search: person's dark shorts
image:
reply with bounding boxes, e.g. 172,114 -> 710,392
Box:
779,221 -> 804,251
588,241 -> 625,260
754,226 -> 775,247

******

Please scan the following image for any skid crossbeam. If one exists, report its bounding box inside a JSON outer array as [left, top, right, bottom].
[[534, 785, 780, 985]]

******

Bitte gib die Zeilen erneut aus, beginnend mit der Zeile, die „Please scan the“ enthält, und endend mit der Zeile, die „[[534, 785, 780, 985]]“ enthält. Ersetze darin „crossbeam“ durch „support beam“ und lass alles andere unverändert.

▶ [Vollständige Ausgabe]:
Please scan the following image for any skid support beam. If one exists, report its bounding box inside a JSON outer array as [left, top, right, bottom].
[[534, 785, 780, 985]]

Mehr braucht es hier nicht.